TEXT EXTRACT:

((

# headset troubles



## mecoatwar (Dec 27, 2006)

Ok I have that really crappy headset provided by Auto assault limited edition you know the Creative HS-150 and I was wondering if I could use it on any other game such as battlefield 2142 or Flights simulator x. My specs are in a drop down next to my name, It shows my sound Card there. If this is possible please give me steps on how to do it?


----------



## koala (Mar 27, 2005)

We can't see your dropdown system specs. Go to User CP (top left of page) > Edit Options. Scroll down to System Specs "Would you like to show other members your computer specs?", enter Yes in the box, then scroll down and click the Save Changes button.

If the headset is a standard one, and not specifically for Auto Assault, then it should work with any game that supports headsets.


----------



## mecoatwar (Dec 27, 2006)

Ok for somereason my drop down specs wont work, anyway I have a soundblaster X-Fi Fatal1ty sound card, does anyone know if the headset that was shipped with tthe limited edition, have the ability to work on any other game other that auto assault?


----------



## mecoatwar (Dec 27, 2006)

moving to online gaming forums


----------



## mecoatwar (Dec 27, 2006)

*Auto assault headset*

Hi, I wanna know if the headset that comes with the collectors edition of auto assault is compatible with any other game, such as the battlefield series or flight simulator. Its a creative HS-150 Headset with a built in microphone that was shipped with all colectors editions of Auto Assault. I have a Soundblaster X-FI Fatal1ty sound card. Any info or how tos would be appreciated.


----------



## pharoah (Aug 28, 2006)

in this case you can answer your own question simply try them with another game.


----------



## mecoatwar (Dec 27, 2006)

well anyways what would you recommend as the best headset cause this ones crap, dosent matter what the price is.


----------



## koala (Mar 27, 2005)

Sennheiser PC165 Gaming Headset
Sennheiser PC160 Gaming Headset

eDimensional AudioFX Gaming Headset
http://www.techimo.com/articles/i243.html
http://www.techwarelabs.com/reviews/peripherals/audiofxheadphones/

Razer Barracuda HP-1 Gaming Headset
http://www.razerzone.com/Products/Gaming-Audio/Razer-Barracuda-HP1-Gaming-Headphones/
http://www.techfear.com/articles/2006/9/razer_barracuda_hp-1_headphones.shtml

Logitech Extreme PC Gaming Headset
http://www.cluboverclocker.com/reviews/multimedia/logitec_headset/
http://www.logitech.com/index.cfm/products/details/US/EN,CRID=103,CONTENTID=7511


----------



## mecoatwar (Dec 27, 2006)

Ok 2 things first which one is the best second I fixed the problem, i had it plugged into onboard audio.


----------



## koala (Mar 27, 2005)

Read the reviews and google "gaming headsets" for more. The best ones tend to be more expensive, but you might not like the way they look or they might feel uncomfortable, so it's a matter of personal choice for you. The Fatal1ty headset is used by some of the top professional gamers, so if you're looking for something better than that, you'd be better off trying some different headsets at a computer store.


----------



## pharoah (Aug 28, 2006)

any headsets made by Sennheiser are awesome.cant go wrong with those.


----------



## mecoatwar (Dec 27, 2006)

Ok so hears what I did. I plugged my speakers an just the microphone part of the headset into the sound card works pretty well although I am interested in the Fatal1ty headset its just sop hard to find does anyone know where to buy it?


----------

))

WRITTEN TASK 1:
Decide whether each statement agrees with the headset thread, answering yes or no and quoting the words that decide it: (a) the headset shipped with the limited edition is a Creative HS-150; (b) the original poster fixed the problem by installing a new driver; (c) one reply says some top professional gamers use the Fatal1ty headset.
WRITTEN TASK 2:
List every headset model named in the reply of the headset thread that gives review links.
WRITTEN TASK 3:
Translate this sentence from the headset thread into Spanish: "If the headset is a standard one, and not specifically for Auto Assault, then it should work with any game that supports headsets."
These records come from a different source than the headset thread.

Region labeling records

((

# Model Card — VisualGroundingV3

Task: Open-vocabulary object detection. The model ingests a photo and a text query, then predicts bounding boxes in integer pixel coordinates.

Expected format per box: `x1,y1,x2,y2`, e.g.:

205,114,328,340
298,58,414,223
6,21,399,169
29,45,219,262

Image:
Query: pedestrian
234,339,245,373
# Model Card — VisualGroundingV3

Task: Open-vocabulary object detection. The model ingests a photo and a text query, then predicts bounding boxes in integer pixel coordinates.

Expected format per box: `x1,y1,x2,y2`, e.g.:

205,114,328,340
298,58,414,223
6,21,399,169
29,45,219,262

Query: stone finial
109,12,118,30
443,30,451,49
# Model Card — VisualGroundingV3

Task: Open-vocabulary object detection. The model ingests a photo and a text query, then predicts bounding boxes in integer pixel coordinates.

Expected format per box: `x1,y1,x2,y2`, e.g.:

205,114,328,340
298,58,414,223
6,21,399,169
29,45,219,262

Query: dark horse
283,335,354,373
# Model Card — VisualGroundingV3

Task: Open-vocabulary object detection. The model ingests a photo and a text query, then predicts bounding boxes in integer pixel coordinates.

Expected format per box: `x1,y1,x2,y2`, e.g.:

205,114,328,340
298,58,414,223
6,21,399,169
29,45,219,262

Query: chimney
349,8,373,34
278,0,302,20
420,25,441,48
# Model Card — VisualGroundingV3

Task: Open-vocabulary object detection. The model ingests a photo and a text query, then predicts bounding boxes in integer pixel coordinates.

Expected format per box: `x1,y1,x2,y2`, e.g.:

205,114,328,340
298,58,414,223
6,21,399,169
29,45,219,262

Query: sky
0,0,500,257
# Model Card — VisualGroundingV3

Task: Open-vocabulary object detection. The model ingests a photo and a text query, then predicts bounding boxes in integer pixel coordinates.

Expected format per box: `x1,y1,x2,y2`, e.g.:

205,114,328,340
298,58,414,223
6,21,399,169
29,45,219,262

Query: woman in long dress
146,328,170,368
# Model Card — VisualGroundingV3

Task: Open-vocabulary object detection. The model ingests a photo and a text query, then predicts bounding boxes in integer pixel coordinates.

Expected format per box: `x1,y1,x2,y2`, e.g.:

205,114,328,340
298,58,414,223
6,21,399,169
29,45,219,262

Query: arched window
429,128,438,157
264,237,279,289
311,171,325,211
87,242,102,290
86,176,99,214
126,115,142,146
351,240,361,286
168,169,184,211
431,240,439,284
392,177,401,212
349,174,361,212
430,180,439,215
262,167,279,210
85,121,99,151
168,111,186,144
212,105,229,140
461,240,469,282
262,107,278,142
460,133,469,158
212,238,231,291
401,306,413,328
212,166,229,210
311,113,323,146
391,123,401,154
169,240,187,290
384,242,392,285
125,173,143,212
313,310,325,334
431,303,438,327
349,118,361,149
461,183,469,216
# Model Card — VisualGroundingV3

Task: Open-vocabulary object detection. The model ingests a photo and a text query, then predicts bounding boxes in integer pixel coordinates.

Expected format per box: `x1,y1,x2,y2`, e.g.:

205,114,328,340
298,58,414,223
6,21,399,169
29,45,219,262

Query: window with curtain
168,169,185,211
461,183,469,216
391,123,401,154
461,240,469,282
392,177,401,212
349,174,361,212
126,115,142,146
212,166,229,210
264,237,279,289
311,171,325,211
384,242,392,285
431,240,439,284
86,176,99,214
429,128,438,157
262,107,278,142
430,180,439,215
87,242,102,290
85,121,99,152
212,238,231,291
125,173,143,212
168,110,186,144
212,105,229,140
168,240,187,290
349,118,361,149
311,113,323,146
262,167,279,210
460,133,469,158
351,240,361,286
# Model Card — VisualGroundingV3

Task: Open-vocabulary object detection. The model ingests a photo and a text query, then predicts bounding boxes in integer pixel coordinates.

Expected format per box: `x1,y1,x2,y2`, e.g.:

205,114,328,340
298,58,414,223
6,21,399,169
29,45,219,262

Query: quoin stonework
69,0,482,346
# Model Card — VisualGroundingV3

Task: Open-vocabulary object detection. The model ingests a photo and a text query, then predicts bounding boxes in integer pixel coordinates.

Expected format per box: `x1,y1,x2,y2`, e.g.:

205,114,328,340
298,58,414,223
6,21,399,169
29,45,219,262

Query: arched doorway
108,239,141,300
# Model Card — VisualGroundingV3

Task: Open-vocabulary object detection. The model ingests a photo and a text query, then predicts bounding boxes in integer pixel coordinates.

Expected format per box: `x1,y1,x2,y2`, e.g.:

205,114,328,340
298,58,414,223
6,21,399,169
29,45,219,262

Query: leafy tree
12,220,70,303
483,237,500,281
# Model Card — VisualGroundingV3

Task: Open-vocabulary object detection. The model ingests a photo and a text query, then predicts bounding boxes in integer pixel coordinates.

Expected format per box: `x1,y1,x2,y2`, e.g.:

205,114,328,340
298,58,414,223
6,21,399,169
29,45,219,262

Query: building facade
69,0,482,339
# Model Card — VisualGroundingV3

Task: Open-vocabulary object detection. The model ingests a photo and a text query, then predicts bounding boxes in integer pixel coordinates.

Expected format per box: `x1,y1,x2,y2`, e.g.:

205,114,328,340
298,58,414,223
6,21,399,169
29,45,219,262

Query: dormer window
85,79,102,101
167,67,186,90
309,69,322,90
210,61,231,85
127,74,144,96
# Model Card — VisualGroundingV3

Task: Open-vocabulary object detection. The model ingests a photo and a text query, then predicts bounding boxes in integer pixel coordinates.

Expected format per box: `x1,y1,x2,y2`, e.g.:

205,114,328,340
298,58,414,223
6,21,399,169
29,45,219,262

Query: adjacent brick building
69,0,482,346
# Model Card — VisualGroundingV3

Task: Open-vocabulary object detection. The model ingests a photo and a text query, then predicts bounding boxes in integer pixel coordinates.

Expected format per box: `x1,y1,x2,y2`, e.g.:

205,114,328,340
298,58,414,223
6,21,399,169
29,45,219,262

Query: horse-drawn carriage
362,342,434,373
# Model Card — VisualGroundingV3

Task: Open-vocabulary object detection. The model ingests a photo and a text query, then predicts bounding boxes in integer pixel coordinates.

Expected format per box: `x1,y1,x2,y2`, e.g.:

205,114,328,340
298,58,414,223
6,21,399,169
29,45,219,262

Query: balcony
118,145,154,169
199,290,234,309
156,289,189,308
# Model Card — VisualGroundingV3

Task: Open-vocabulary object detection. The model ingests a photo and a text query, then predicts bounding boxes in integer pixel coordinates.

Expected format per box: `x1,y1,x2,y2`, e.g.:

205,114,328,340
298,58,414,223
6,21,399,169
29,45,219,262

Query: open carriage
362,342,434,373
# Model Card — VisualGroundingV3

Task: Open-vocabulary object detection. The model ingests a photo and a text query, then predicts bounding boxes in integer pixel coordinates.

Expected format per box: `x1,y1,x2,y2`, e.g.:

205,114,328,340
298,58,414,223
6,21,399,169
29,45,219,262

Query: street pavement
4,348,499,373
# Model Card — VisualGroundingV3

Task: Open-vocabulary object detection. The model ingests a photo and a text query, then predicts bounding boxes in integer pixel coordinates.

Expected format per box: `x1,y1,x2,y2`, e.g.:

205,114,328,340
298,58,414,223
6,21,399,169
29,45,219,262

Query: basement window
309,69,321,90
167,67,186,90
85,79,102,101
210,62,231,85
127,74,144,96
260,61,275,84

))

WRITTEN SOLUTION 1:
(a) Yes: "the Creative HS-150"
(b) No: "i had it plugged into onboard audio."
(c) Yes: "The Fatal1ty headset is used by some of the top professional gamers"

WRITTEN SOLUTION 2:
- Sennheiser PC165 Gaming Headset
- Sennheiser PC160 Gaming Headset
- eDimensional AudioFX Gaming Headset
- Razer Barracuda HP-1 Gaming Headset
- Logitech Extreme PC Gaming Headset

WRITTEN SOLUTION 3:
Si el auricular es uno estándar, y no específicamente para Auto Assault, entonces debería funcionar con cualquier juego que admita auriculares.